Source extract |
-.-.-
Early in the COVID-19 pandemic, some insurers suspended prior authorization requirements. But now it’s back to business as usual, and with increasing access to nonemergent medical care, insurers are raising new obstacles to try to limit their financial exposure.
“In the field of rheumatology, it’s possibly even more burdensome than for other medical specialties,” says Dr. Phillips. “Not surprisingly, all of our newer, more expensive drugs need prior authorization. But in our office, we’ve seen that even generic NSAIDs [non-steroidal anti-inflammatory drugs], methotrexate or prednisone might require a prior authorization.”
Dr. Phillips’ practice, like many others, employs the equivalent of a full-time staff person dedicated just to working through prior authorization and similar reviews for prescribed drugs. Most often, these drugs eventually get approved, but that can take weeks or, occasionally, months. “Three months later,” he says, “we see the patient again, assuming they’ve been taking the medication we ordered all that time, and find out they weren’t getting it.”
Impact on Practices
In a 2018 AMA survey of 1,000 physicians, three-quarters of respondents reported that prior authorization hassles can lead to patients abandoning treatments and 91% said it has delayed their patients’ access to care.1 They also reported their prior authorization burden had increased over the previous five years.
-.-.-
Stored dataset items
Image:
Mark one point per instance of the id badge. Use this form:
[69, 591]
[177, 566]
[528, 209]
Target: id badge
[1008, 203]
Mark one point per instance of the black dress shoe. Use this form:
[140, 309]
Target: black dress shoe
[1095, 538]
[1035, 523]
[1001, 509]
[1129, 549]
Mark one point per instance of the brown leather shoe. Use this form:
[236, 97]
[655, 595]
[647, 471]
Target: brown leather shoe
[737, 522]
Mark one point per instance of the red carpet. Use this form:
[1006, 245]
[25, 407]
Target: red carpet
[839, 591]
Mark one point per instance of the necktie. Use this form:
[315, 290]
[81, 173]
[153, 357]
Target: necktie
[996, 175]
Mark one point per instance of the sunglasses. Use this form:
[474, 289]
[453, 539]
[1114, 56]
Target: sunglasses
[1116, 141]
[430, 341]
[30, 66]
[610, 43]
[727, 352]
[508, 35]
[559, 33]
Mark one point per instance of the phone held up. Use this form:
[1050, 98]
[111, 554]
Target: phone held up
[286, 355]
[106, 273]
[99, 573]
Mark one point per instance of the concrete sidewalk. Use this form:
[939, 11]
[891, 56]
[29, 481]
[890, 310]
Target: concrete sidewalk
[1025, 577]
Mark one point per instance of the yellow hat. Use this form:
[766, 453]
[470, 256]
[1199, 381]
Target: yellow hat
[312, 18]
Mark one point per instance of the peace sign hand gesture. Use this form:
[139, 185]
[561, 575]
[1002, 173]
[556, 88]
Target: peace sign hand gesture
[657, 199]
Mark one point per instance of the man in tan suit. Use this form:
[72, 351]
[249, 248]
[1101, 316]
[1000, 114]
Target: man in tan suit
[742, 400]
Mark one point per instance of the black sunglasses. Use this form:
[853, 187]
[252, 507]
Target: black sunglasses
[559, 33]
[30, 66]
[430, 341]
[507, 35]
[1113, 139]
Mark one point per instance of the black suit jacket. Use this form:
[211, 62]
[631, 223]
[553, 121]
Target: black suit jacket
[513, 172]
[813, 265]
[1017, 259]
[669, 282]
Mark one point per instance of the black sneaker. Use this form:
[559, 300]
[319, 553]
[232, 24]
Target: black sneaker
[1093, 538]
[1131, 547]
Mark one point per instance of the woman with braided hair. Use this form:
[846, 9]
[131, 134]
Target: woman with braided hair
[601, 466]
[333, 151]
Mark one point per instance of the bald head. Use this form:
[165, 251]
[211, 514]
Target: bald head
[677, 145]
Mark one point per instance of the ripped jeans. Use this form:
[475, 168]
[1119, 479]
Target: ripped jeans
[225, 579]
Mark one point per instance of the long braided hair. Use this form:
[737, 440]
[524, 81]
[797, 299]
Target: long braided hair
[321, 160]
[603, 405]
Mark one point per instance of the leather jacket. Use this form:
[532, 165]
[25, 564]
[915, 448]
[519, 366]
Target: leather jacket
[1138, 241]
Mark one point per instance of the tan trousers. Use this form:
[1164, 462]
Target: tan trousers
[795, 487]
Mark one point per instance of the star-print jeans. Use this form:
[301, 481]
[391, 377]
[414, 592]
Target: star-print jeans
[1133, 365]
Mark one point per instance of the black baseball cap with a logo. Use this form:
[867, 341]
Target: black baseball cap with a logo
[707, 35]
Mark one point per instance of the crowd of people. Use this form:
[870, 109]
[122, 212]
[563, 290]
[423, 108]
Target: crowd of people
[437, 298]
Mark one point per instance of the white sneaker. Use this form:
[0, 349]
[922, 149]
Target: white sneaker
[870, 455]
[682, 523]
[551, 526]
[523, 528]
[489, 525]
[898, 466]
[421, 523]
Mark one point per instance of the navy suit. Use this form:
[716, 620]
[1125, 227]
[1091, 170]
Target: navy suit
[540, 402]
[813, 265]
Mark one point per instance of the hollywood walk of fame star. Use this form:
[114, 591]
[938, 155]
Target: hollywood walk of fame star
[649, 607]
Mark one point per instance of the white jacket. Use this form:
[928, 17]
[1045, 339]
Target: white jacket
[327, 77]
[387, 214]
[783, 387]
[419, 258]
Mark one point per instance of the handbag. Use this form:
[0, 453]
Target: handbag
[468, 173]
-.-.-
Task | According to the prior authorization text, what percentage of physicians in the 2018 AMA survey said prior authorization had delayed their patients' access to care?

Response area | 91%